━━━━━ ENTRIES
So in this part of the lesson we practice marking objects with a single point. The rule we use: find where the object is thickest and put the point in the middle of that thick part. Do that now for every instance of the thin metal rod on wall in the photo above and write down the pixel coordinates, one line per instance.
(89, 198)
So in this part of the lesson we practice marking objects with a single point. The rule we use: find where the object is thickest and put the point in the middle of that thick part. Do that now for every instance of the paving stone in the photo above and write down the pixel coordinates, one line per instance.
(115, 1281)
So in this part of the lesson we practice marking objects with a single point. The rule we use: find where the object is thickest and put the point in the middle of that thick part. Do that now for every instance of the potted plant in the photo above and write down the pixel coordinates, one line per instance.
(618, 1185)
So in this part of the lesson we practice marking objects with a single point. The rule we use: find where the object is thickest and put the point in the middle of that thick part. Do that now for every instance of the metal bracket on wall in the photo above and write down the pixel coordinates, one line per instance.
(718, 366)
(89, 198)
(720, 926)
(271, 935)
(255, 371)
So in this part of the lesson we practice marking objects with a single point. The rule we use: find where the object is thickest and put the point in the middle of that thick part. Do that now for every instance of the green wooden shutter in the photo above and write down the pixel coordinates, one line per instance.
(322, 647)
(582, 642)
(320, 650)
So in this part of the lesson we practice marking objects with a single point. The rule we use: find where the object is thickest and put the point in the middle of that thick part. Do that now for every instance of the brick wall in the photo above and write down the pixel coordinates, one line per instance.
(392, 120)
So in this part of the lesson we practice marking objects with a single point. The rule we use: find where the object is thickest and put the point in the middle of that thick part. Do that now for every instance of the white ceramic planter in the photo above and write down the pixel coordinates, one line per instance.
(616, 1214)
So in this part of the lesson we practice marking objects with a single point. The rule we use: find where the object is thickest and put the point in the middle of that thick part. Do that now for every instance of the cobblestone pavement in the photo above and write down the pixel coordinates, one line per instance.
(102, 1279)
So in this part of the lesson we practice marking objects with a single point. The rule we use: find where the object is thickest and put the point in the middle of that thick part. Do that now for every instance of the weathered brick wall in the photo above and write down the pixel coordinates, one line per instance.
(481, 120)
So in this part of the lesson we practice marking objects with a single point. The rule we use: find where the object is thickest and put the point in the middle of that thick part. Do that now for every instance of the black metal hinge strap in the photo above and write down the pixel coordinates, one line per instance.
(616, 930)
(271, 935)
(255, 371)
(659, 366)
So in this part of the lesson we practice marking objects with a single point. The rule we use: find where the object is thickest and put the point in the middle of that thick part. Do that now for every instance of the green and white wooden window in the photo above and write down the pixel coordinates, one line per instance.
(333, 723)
━━━━━━━━━━
**WHAT YOU ARE ASKED TO DO**:
Change each "thickest" in the records above to "widest", and write the records out again with nothing else altered.

**REPLY TO THE EXERCISE**:
So in this part of the lesson we practice marking objects with a single point. The rule we use: find where the object is widest and put the point in the middle of that thick part. Do that now for every instance of the thin metal rod on wall in the photo above and write down the pixel coordinates, one line per instance.
(89, 198)
So in this part of the lesson we practice marking objects with a single point. The rule we use: find where the object is widest and put the point in the middle of that thick part. Do that now for every instance of the paving stone in the photo above and write down the pixel coordinates, one line per instance.
(115, 1281)
So in this part of the lesson we practice marking objects with a single point. The rule we use: find where the object is widest and put the point in the middle of that thick part. Do that now for every instance of the potted plant in the photo above and write down the pixel coordinates, one line per instance.
(618, 1185)
So in this part of the lesson we practice marking objects with a single point. The rule we use: find where the object is widest and put the point in the middle of that thick part. Do that now for every instance of the metal bracket on wall in the photo above and write down the pixel coordinates, one line per instance.
(718, 366)
(89, 198)
(720, 926)
(271, 935)
(255, 371)
So in this part of the lesson we practice marking objects with a single point. The rule we use: find where the object is widest and put the point in the middle of that thick part. Do that now for every instance of the green wooden shutter in the photo above and write down the pixel coordinates, one line per instance.
(322, 647)
(582, 642)
(320, 650)
So in this part of the lesson we practice marking objects with a single point. The rule we use: find where the object is widest and put the point in the middle of that thick part. Do that now for every instance of the brick wall in the photo above and write down the pixel coordinates, one line per instance.
(392, 120)
So in this part of the lesson we practice marking objects with a single point. The rule we use: find where the object is widest and put the point in the middle of that thick part. Do that now for every instance of the white ceramic planter in the photo above and write down the pixel coordinates, one line per instance.
(616, 1214)
So in this part of the lesson we practice marking objects with a single point. The rule we use: find where the object is widest and put the point in the middle of that thick part. Do that now for every instance of the cobblestone pavement in the photo above and write down the pixel coordinates, one line per instance.
(102, 1279)
So in this part of the lesson we practice marking objects with a single point. The rule we use: find where the object is widest and put the point in the middle of that thick part. Do that now for every instance of the weathered brick wall in the photo above and write down the pixel coordinates, one line per instance.
(481, 120)
So in this part of the lesson we practice marking objects with a single point. The rule we use: find where the object is widest and put the point in the middle of that thick part. Do that now for every instance of the black metal hinge strap in the photo above and write down the pixel coordinates, one line per instance.
(616, 930)
(271, 935)
(255, 371)
(659, 366)
So in this part of the lesson we practice marking objects with a single point. The rule we use: find where the object is widest and put the point in the middle of that thick part. Do that now for every instance of the green and white wooden window in the photo above and write down the pixel coordinates, one line per instance.
(333, 723)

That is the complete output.